The answer must consist of each line below that holds the word "striped", copied as it stands.

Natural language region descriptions
<<<<

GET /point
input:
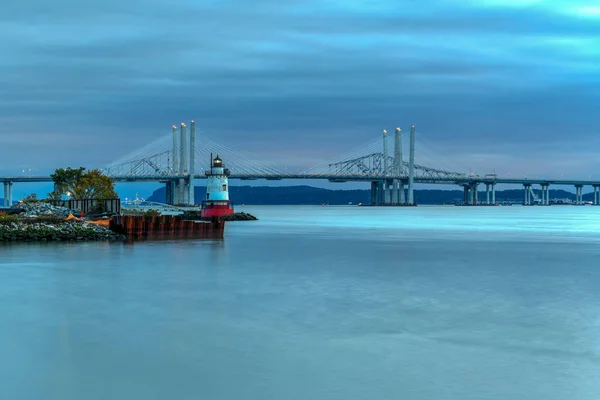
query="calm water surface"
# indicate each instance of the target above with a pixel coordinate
(314, 303)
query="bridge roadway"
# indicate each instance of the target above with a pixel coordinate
(333, 178)
(469, 183)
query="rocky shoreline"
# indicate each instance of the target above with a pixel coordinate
(64, 231)
(42, 222)
(241, 216)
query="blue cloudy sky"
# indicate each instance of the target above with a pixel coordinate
(511, 86)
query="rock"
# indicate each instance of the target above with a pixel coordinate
(30, 229)
(241, 216)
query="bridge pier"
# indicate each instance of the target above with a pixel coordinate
(545, 194)
(402, 193)
(411, 167)
(578, 195)
(527, 190)
(8, 193)
(170, 192)
(474, 194)
(386, 185)
(373, 193)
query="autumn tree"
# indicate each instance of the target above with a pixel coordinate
(79, 184)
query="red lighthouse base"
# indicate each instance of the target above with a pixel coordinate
(216, 208)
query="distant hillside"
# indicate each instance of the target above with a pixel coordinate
(307, 195)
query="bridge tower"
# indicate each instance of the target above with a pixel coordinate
(411, 167)
(192, 172)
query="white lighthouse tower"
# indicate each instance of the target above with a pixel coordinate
(217, 203)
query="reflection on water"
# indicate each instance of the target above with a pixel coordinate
(314, 302)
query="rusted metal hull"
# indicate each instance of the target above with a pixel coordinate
(166, 227)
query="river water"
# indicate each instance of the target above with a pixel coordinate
(314, 303)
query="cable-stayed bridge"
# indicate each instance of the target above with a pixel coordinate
(391, 162)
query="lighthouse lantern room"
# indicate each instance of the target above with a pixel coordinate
(217, 201)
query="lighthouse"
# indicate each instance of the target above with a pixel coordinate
(217, 203)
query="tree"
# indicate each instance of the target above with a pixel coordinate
(79, 184)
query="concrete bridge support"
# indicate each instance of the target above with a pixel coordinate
(466, 194)
(411, 167)
(545, 194)
(579, 194)
(527, 190)
(170, 192)
(373, 193)
(8, 194)
(386, 191)
(402, 193)
(191, 167)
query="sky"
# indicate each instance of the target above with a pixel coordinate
(505, 86)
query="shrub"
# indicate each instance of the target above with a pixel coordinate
(7, 218)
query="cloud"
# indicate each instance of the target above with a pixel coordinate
(299, 79)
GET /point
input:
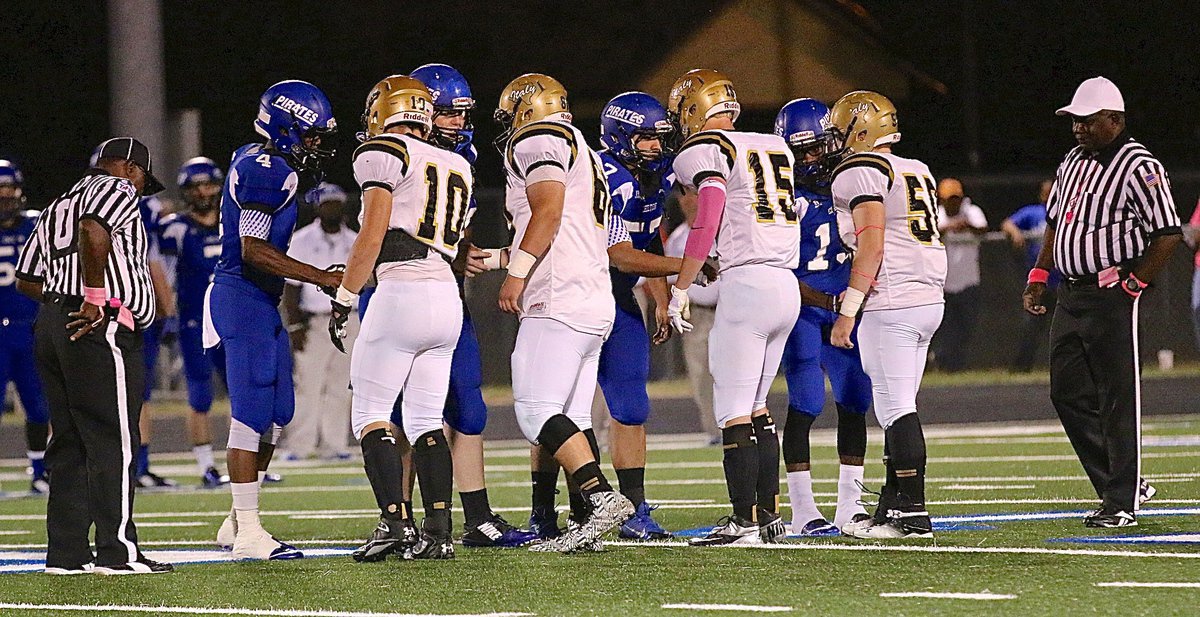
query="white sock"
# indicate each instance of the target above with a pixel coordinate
(799, 493)
(849, 493)
(204, 457)
(245, 504)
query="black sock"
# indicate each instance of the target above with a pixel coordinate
(544, 490)
(475, 508)
(909, 457)
(384, 471)
(633, 484)
(741, 465)
(796, 438)
(435, 472)
(768, 462)
(851, 432)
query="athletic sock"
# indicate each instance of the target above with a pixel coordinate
(849, 493)
(475, 508)
(909, 459)
(633, 484)
(204, 460)
(741, 463)
(435, 472)
(381, 459)
(767, 438)
(799, 493)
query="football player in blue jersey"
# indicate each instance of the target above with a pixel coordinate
(633, 130)
(192, 240)
(823, 275)
(258, 214)
(17, 315)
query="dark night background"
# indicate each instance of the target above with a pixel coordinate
(220, 57)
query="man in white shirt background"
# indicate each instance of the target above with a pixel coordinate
(961, 223)
(322, 419)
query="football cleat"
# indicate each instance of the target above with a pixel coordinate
(143, 565)
(430, 546)
(389, 535)
(497, 533)
(257, 544)
(213, 479)
(730, 529)
(771, 527)
(642, 526)
(820, 527)
(153, 480)
(1107, 520)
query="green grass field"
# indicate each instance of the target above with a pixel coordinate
(981, 469)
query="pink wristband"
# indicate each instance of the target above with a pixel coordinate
(1038, 275)
(96, 295)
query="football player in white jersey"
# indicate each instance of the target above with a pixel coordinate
(744, 198)
(414, 205)
(558, 201)
(895, 282)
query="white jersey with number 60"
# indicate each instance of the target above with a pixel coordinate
(760, 223)
(913, 269)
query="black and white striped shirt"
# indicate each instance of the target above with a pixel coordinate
(1105, 207)
(52, 253)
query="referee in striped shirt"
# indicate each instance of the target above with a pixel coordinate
(87, 263)
(1111, 227)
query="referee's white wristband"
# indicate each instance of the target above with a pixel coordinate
(520, 263)
(852, 301)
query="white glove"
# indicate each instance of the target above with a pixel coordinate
(679, 310)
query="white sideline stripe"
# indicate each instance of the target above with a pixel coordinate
(897, 547)
(741, 607)
(202, 610)
(1153, 585)
(951, 595)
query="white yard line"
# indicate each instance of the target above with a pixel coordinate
(951, 595)
(219, 610)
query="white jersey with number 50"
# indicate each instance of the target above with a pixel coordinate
(760, 225)
(570, 282)
(430, 195)
(913, 269)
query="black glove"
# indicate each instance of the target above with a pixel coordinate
(339, 316)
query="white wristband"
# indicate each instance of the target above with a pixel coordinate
(852, 301)
(520, 263)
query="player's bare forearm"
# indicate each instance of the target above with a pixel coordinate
(94, 247)
(631, 261)
(1156, 256)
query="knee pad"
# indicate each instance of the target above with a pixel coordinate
(243, 437)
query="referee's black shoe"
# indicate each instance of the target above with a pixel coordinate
(143, 565)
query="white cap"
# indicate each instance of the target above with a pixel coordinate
(1095, 95)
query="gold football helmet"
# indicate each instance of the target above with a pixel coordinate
(863, 120)
(699, 95)
(528, 99)
(396, 100)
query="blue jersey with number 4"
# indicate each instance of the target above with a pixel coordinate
(264, 181)
(825, 261)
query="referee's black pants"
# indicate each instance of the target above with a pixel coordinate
(1095, 387)
(94, 388)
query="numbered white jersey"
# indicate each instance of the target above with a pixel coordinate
(431, 191)
(913, 269)
(760, 223)
(570, 282)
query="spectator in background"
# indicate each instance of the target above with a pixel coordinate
(322, 420)
(703, 310)
(961, 223)
(1025, 229)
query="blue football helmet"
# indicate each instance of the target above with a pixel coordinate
(804, 124)
(451, 95)
(292, 111)
(635, 114)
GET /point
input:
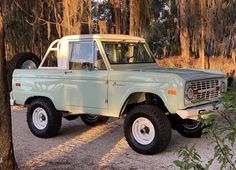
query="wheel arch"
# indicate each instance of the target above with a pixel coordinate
(137, 98)
(30, 99)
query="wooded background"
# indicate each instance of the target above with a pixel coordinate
(186, 28)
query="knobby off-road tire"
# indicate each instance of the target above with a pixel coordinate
(70, 117)
(93, 120)
(43, 119)
(21, 61)
(190, 129)
(147, 129)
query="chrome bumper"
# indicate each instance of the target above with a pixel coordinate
(193, 113)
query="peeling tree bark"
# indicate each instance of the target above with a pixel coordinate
(7, 160)
(184, 34)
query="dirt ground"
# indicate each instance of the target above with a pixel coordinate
(81, 147)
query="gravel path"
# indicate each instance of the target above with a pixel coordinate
(81, 147)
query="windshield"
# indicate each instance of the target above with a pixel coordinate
(127, 53)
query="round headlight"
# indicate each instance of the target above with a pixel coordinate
(189, 93)
(222, 86)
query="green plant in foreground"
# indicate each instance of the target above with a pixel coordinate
(220, 130)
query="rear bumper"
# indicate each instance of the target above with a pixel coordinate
(193, 113)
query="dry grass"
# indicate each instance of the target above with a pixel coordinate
(214, 63)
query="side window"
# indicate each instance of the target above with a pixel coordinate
(99, 62)
(81, 56)
(86, 56)
(51, 60)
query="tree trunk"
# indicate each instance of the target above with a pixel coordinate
(184, 34)
(202, 40)
(7, 160)
(132, 18)
(118, 16)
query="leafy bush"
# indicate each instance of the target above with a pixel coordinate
(220, 129)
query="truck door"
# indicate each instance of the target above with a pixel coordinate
(86, 79)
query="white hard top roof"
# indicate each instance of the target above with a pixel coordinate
(104, 37)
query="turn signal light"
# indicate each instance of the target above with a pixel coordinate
(172, 92)
(18, 84)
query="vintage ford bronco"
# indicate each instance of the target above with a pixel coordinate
(101, 76)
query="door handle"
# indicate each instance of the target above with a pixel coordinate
(68, 72)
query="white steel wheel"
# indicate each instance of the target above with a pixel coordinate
(40, 118)
(143, 131)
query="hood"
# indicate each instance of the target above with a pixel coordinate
(187, 74)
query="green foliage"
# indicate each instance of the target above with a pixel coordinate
(220, 130)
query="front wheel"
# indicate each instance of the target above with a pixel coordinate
(93, 120)
(190, 129)
(147, 129)
(43, 119)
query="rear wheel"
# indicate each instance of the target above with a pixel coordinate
(147, 129)
(190, 128)
(93, 120)
(43, 119)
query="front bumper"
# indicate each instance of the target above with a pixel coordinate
(193, 113)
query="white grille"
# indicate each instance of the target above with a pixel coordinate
(206, 89)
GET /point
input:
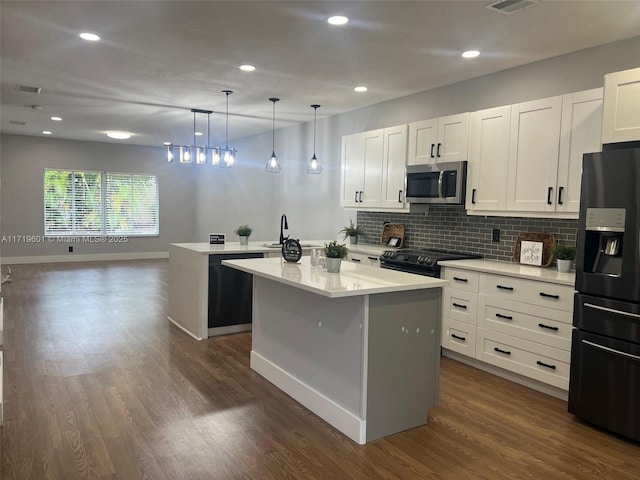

>>>>

RESPONSE TO THE TASK
query="black and white striped shirt"
query="referee in striped shirt"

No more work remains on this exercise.